[What you are asked to do] A complete, exact copy of the records is needed here.

════════════════

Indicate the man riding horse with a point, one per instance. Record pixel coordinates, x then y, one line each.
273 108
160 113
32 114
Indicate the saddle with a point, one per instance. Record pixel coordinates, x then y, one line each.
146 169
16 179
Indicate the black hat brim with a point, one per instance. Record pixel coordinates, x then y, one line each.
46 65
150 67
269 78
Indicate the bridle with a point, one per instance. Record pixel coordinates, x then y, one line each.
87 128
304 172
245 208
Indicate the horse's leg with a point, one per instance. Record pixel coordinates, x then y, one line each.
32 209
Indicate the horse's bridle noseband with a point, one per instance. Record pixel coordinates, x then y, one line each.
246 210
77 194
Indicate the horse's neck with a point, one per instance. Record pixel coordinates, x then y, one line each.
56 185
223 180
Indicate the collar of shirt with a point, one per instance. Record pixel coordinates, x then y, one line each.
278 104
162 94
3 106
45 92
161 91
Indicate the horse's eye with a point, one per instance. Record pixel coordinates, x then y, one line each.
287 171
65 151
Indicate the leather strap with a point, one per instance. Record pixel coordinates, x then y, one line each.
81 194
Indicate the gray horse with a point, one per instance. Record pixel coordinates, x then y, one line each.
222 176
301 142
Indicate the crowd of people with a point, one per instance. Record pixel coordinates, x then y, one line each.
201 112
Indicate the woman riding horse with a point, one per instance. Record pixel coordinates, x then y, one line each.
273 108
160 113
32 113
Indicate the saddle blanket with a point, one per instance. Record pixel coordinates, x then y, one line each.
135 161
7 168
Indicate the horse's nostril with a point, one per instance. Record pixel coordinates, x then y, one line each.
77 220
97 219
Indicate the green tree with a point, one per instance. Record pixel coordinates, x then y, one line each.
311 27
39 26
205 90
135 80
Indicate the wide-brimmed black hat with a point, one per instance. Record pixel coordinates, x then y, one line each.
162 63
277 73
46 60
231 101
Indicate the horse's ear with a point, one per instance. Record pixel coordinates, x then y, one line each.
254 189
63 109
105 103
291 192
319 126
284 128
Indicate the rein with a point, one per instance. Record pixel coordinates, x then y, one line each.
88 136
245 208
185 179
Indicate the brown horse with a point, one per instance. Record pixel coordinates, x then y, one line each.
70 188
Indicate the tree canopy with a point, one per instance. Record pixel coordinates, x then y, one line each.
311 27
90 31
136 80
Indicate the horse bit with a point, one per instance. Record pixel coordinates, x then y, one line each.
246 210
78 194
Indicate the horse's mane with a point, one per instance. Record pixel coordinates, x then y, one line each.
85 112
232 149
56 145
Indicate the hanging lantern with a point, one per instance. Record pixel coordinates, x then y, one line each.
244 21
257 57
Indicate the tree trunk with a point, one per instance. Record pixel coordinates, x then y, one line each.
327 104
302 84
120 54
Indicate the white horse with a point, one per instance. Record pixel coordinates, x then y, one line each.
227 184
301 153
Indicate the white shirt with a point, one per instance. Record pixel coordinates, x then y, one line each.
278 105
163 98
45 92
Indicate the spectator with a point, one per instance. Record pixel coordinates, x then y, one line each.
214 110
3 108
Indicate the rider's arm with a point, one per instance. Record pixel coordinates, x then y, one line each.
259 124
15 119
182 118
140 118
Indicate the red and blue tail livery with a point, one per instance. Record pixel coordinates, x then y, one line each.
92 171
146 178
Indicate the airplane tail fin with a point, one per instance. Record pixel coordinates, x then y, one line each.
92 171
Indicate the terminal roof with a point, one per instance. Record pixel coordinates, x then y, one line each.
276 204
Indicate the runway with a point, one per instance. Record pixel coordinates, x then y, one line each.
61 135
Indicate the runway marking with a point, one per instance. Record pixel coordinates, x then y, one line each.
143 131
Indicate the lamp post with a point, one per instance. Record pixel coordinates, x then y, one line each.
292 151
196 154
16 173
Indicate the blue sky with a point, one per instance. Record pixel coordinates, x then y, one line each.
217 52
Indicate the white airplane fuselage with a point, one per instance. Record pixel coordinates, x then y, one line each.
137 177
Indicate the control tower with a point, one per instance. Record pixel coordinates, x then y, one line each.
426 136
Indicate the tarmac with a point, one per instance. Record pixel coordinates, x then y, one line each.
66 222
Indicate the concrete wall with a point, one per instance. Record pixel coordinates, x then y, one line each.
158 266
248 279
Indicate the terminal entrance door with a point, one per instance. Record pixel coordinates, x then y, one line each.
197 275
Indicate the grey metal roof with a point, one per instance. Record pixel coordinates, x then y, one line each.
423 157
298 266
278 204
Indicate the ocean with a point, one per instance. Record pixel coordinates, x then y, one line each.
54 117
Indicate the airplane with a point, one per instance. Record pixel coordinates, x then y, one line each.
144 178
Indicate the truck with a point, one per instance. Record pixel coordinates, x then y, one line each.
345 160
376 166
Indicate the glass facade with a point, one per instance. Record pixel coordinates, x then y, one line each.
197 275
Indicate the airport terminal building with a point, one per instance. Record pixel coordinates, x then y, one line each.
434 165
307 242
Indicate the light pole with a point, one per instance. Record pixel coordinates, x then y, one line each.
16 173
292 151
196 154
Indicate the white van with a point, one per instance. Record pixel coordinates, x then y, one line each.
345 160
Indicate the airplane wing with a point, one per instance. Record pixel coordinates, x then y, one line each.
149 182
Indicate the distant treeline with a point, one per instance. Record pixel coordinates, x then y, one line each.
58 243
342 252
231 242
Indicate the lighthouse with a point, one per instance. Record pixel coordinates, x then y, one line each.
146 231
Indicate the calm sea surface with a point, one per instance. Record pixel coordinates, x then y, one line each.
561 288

════════════════

[Result]
Indicate the man riding horse with a point, one per instance. Record pixel coordinates, x then y, one line each.
273 108
160 113
32 114
Indicate the saddle with a point, one per instance. Record pixel coordinates, x then y, one line each.
146 169
16 179
Indicate the black hat brim with a point, one per instance. Record pixel coordinates, x then y, one line each.
46 65
150 67
269 78
Indicate the bridle with a point, one per instance. Record pixel coordinates, x then y, one line each.
87 128
304 172
245 208
Indicate the horse's leg with a point, one per instance. Record pixel coordinates, x then y, one line each.
32 209
Indicate the horse's bridle noseband with a point, one per instance. Record pixel coordinates, x then y, one line each.
246 210
77 194
Indicate the horse's neck with a point, one per instance. Record pixel coordinates, x then y, one line each.
56 185
223 180
Indicate the collar of shirt with a point, one per instance. Record pixel coordinates, x then y, one line each.
278 104
162 94
3 106
45 92
161 91
Indicate the horse's eye with a point, one per instance. Record pixel coordinates, x then y, one line each.
287 171
65 151
Indicate the leather strap with a point, one per instance. Record pixel coordinates, x then y, one line each.
81 194
Indicate the gray horse with a point, one per instance. Record pixel coordinates, x then y, one line each.
222 176
301 142
Indicate the crowd of people with a point, one per instance. Record pixel coordinates, x then y, one line each.
201 112
Indicate the woman riding horse with a point, one per instance. Record pixel coordinates, x then y, one line each.
273 108
160 113
32 113
Indicate the saddle blanket with a point, one per instance. Record pixel coordinates, x then y, one line each.
135 161
7 168
Indicate the horse's nostril with a point, one per instance. Record pixel coordinates, x then y, one line each.
77 220
97 219
Indicate the green tree with a point, one per instance. Record pixel coordinates, x then y, one line each.
311 27
39 26
205 90
135 80
Indicate the wide-brimmed black hat with a point, one per instance. Record pixel coordinates, x then y, one line each.
162 63
277 73
46 60
231 101
Indicate the horse's ear with a point, one per instance. Record pixel coordinates, x then y, one line each.
254 189
63 109
105 103
291 192
319 126
284 128
Indicate the rein with a point, one per instance. Record pixel coordinates, x then y, one line each.
88 136
245 208
185 179
Indicate the brown horse with a point, one per instance. Record pixel coordinates, x then y, one line each.
70 188
Indicate the tree canopy with a point, one per instance. Record pixel coordinates, x then y, one line each.
311 27
90 31
136 80
Indicate the horse bit with a point, one per instance. Record pixel coordinates, x then y, one line each.
246 210
78 194
Indicate the horse's mane with a point, one per instance. Record pixel coordinates, x then y, one line each.
85 112
232 149
56 145
Indicate the hanging lantern with a point, one per instance. Record pixel coordinates, x then y, one line each.
244 21
257 57
Indicate the tree trunk with a point, one per instance. Record pixel coordinates, x then y, one line each.
327 104
302 84
120 54
Indicate the white horse with a point, one per instance. Record pixel coordinates, x then y, one line each.
227 184
301 153
Indicate the white shirt with a point, one per instance. Record pixel coordinates, x then y, one line each.
278 105
163 98
45 92
Indicate the spectator with a point, one per instance. Record pixel coordinates, x then y, one line each.
214 110
3 108
Indicate the rider's arm with a point, one per instance. Record pixel coordinates, x then y, one line each.
259 124
15 119
182 118
140 118
Indicate the red and blue tail livery with a point, one per instance. Record pixel coordinates, x then y, one line each.
92 171
146 178
Indicate the airplane tail fin with a point, one per instance. Record pixel coordinates, x then y, one line each.
92 171
Indicate the terminal roof with a point, one per instance. Record pixel coordinates, x then y, one line each.
276 204
Indicate the runway with a point, one per instance. Record pixel coordinates, x then y, one line each.
61 135
Indicate the runway marking with a point, one per instance. Record pixel coordinates, x then y, one line each.
143 131
Indicate the lamp post with a point, one per instance. Record pixel coordinates, x then y, one line each.
292 151
196 154
16 173
Indicate the blue sky with a point, one per instance. Record pixel coordinates, x then y, one line each.
217 52
Indicate the white airplane fuselage with a point, one per instance. Record pixel coordinates, x then y, one line each.
137 177
Indicate the control tower with a point, one per instance. Record pixel coordinates, x then y, one line each.
426 136
Indicate the tarmac with a point, one per instance. Record pixel coordinates, x then y, one line each.
66 222
Indicate the concrete wall with a point, one per instance. Record pixel coordinates, x then y, one line each.
158 266
248 279
Indicate the terminal entrance door with a point, one per instance. Record pixel coordinates, x then y, one line each.
197 275
Indicate the grey metal roof with a point, one per instance. Record pixel coordinates, x then y, one line each.
423 157
298 266
278 204
Indicate the ocean with a point, one per instance. Record pixel coordinates, x then y, one line each.
54 117
Indicate the airplane with a point, one per instance. Record pixel coordinates, x then y, one line each.
144 178
Indicate the truck with a point, one per instance. Record pixel coordinates, x then y, one line each.
345 160
376 166
Indicate the glass facade with a point, one per instance. Record pixel coordinates, x then y, one line each.
197 275
Indicate the airport terminal building with a point, one per instance. Record pixel coordinates, x then y, one line each.
434 165
307 242
Indicate the light pole with a point, one per instance. Record pixel coordinates, x then y, one line each.
16 173
292 151
196 154
Indicate the white van with a point, one per instance. Record pixel coordinates, x then y, one line each.
345 160
Indicate the airplane wing with a point, one per instance. Record pixel coordinates, x then y, one line each.
149 182
Indicate the distant treeline with a point, one per instance. Record pixel coordinates, x then y, one line each.
58 243
342 252
231 242
Indicate the lighthouse with a point, one per instance. Record pixel coordinates, x then y, one line each.
146 231
Indicate the calm sea surface with a point, one per instance. Record pixel coordinates, x then y, one line each.
561 288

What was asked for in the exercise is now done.